**Questions to answer**
A – In the debt-crisis commentary, how would you render the sentence "The Irish have a proud history of being Europe's victims." in Spanish?
B – According to the debt-crisis commentary, by how much did Ireland shrink its economy to stay in the Euro?
C – Extend the debt-crisis commentary, picking up right after its last sentence.

**Text**
################
If you want to think about where we are now its easiest to imagine a game of domino toppling in which the dominoes get progressively bigger.
First to fall was the US sub-prime mortgage market, in which crafty bankers sold houses to people who could never afford to pay for them using the age old trick of passing off the debt to someone else and running. Until it nearly crashed the entire banking system it was a wicked wease.
Incidentally US Republican candidate Rick Santorum now believes that the banks were forced to do this by a cabal of socialists, despite the fact that there's no evidence that they needed any incentive other than greed and that the famously non-socialist George W Bush was in the White House. That's just too bizarre to be even scary!
Anyway that crashed the US Housing market, which in turn crashed small banks like Northern Rock, which then crashed bigger banks and investment houses like Lehman Brothers and RBS which in turn crashed the economies of small countries like Iceland and Ireland.
The next dominoes are medium sized countries like Greece and Portugal, but before we come to them it's worth looking at what happened to the last dominoes, Iceland and Ireland.
Both were small countries that had seen their economies, previously grounded on farming and fishing, leap into the stratosphere on the back of huge bank lending and a turbo boosted property bubble.
The Irish have a proud history of being Europe's victims. Usually it's of English thuggery, but this time they mugged themselves. In order to stay in the Euro they turned 70 billion Euros of private debt into public debt, shrank their economy by 20% and gave themselves the toughest budget in the state's existence. But, heh, they're still in the Euro and it still costs a fiver for a pint of Guiness in Dublin.
Iceland by contrast is a nation of settled Vikings, that was still pagan when Edward the Confessor was born, which invented Parliamentary democracy and the soap opera. Not the sort of people to riot in the street, they never-the-less protested in their own way when such austerity was threatened.
################
**Supplied entries**
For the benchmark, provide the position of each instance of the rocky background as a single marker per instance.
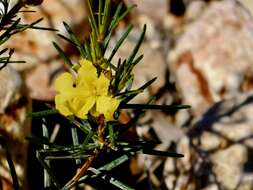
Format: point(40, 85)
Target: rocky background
point(202, 53)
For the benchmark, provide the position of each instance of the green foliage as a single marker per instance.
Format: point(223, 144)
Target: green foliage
point(100, 136)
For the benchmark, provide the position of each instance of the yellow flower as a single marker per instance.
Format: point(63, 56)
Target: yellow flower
point(85, 93)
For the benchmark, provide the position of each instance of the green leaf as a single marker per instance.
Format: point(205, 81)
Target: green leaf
point(10, 162)
point(63, 55)
point(137, 46)
point(119, 43)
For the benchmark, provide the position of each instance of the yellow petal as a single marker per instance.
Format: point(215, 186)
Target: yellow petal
point(61, 104)
point(87, 71)
point(107, 105)
point(83, 111)
point(64, 82)
point(102, 85)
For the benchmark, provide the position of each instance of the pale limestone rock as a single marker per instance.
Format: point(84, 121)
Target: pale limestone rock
point(14, 124)
point(147, 7)
point(227, 165)
point(35, 46)
point(206, 72)
point(152, 65)
point(10, 84)
point(248, 4)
################
**Outputs for the tasks**
A – Los irlandeses tienen un orgulloso historial de ser las víctimas de Europa.

B – By 20%.

C –
What followed was interesting. They told the banks they weren't paying and halved the value of their currency. The economy crashed, saving and jobs were wiped out, but the state was still able to protect the vulnerable and state pensions and other benefits actually went up as a proportion of state spending and relative to average incomes. They don't buy so many foreign cars these days, but Whale Watching is doing really well.
The result of these two policies is interesting. the rather crude economic "Index of Misery", which is just the unemployment rate added to the inflation rate, hit 25 for Iceland, but is now less than 10, whilst for Ireland it started at 6 and has now passed 17.
Early days, but the future looks better for the Vikings.
Which brings us back to Greece. A previously rural economy, famous for fish and olive oil, relatively recently freed from an Imperial neighbour, with a glittering pagan past. A democratic pioneer, but with a Misery Index on the wrong side of 20 and rising.
Which path will she take, Ireland or Iceland?
The EU wants them to take the Irish medicine, and it has very good reason to do so. If Greece leaves the EU its debts will convert to Drachma, which means that even if they were paid back all its creditors would be able to buy would be retsina.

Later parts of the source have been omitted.